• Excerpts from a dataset
■ ■ ■ ■ ■ ■ ■

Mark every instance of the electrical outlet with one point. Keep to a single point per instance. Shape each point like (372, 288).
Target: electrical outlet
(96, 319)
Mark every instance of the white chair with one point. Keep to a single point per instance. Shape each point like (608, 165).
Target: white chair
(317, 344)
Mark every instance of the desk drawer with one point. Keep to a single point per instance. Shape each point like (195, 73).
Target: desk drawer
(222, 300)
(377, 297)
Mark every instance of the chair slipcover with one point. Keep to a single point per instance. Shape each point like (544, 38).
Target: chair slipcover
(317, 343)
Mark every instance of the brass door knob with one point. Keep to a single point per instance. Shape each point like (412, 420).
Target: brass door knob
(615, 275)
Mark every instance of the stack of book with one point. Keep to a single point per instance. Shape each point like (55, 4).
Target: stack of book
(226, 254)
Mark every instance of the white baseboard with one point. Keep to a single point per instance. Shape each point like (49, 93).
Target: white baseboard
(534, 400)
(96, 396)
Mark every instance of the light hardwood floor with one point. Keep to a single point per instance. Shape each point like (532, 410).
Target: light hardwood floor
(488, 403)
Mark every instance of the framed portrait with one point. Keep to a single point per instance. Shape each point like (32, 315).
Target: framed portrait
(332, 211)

■ ■ ■ ■ ■ ■ ■

• Your task
Scan the data above and copy every line with "Keep" in it.

• Task result
Mark every instance of the electrical outlet with one point. Keep to a single point per instance. Shape each point like (372, 288).
Mark every instance of the white chair with one point. Keep to a single point per instance. Shape each point like (608, 165).
Mark every instance of the desk drawer with one point. Keep to a single point per instance. Shape each point like (195, 73).
Mark every instance of the chair slipcover with one point. Keep to a single point per instance. Shape each point like (544, 38).
Mark every instance of the brass door knob with one point. Keep to a single point per instance. Shape each point like (412, 420).
Mark every instance of the stack of book with one point. Keep to a single point per instance. Shape each point like (55, 4).
Mark every instance of the white baseboard with one point. Keep to a single point per instance. Shape each point like (49, 93).
Mark every instance of the light hardwood floor with one point. Keep to a single point per instance. Shape each point like (532, 410).
Mark every instance of the framed portrait with one point. Keep to a single point per instance. Shape each point like (32, 315).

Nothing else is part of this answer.